What you should do
All entries given below are to be returned word for word.

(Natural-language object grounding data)

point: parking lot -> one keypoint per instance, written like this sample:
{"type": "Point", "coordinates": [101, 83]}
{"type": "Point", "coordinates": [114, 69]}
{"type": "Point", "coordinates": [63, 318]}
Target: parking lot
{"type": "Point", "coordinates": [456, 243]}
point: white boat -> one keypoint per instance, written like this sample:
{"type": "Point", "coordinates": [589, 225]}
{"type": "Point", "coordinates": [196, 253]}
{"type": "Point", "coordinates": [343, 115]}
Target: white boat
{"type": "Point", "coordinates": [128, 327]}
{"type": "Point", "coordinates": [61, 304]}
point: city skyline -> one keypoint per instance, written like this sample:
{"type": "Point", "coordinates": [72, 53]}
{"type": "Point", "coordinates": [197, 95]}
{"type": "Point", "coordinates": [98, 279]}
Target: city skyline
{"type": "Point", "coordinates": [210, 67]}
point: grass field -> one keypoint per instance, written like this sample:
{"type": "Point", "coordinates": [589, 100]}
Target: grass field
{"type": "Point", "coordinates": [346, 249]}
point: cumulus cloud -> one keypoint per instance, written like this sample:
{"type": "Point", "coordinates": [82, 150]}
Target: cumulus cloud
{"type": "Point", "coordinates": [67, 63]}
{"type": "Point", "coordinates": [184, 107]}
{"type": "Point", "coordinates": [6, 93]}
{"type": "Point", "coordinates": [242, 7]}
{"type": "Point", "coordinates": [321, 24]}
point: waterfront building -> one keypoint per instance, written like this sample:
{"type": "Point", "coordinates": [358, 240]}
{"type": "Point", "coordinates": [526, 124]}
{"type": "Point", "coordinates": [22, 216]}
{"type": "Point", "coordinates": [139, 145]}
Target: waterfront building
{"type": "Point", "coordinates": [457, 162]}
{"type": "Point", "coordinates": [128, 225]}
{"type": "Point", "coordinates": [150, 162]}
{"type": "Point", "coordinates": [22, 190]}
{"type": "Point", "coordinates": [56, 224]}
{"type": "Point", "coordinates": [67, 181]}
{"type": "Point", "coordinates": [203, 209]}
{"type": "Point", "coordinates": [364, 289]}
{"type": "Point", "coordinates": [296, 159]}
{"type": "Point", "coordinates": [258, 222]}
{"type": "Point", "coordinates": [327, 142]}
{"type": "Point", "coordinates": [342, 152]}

Completed exercise
point: parking lot -> one keypoint per instance, written like this sample:
{"type": "Point", "coordinates": [101, 83]}
{"type": "Point", "coordinates": [114, 69]}
{"type": "Point", "coordinates": [63, 318]}
Target: parking lot
{"type": "Point", "coordinates": [456, 243]}
point: white boat -> one keypoint per instance, written like this sample:
{"type": "Point", "coordinates": [589, 225]}
{"type": "Point", "coordinates": [196, 253]}
{"type": "Point", "coordinates": [343, 115]}
Target: white boat
{"type": "Point", "coordinates": [128, 327]}
{"type": "Point", "coordinates": [61, 304]}
point: city skyline -> one keypoint per instance, written like this sample:
{"type": "Point", "coordinates": [72, 53]}
{"type": "Point", "coordinates": [197, 95]}
{"type": "Point", "coordinates": [98, 279]}
Target: city skyline
{"type": "Point", "coordinates": [210, 67]}
point: grass field -> one keypoint per instance, written like this sample:
{"type": "Point", "coordinates": [589, 100]}
Target: grass field
{"type": "Point", "coordinates": [346, 249]}
point: cumulus cloud -> one keypoint per instance, written like this sample:
{"type": "Point", "coordinates": [82, 150]}
Target: cumulus cloud
{"type": "Point", "coordinates": [67, 63]}
{"type": "Point", "coordinates": [184, 107]}
{"type": "Point", "coordinates": [6, 93]}
{"type": "Point", "coordinates": [242, 7]}
{"type": "Point", "coordinates": [321, 24]}
point: waterfront building -> one keypoint per instance, written like this sample:
{"type": "Point", "coordinates": [358, 240]}
{"type": "Point", "coordinates": [526, 124]}
{"type": "Point", "coordinates": [22, 216]}
{"type": "Point", "coordinates": [139, 145]}
Target: waterfront building
{"type": "Point", "coordinates": [457, 162]}
{"type": "Point", "coordinates": [128, 225]}
{"type": "Point", "coordinates": [150, 162]}
{"type": "Point", "coordinates": [22, 190]}
{"type": "Point", "coordinates": [56, 224]}
{"type": "Point", "coordinates": [67, 181]}
{"type": "Point", "coordinates": [203, 209]}
{"type": "Point", "coordinates": [364, 289]}
{"type": "Point", "coordinates": [296, 159]}
{"type": "Point", "coordinates": [258, 222]}
{"type": "Point", "coordinates": [327, 142]}
{"type": "Point", "coordinates": [342, 152]}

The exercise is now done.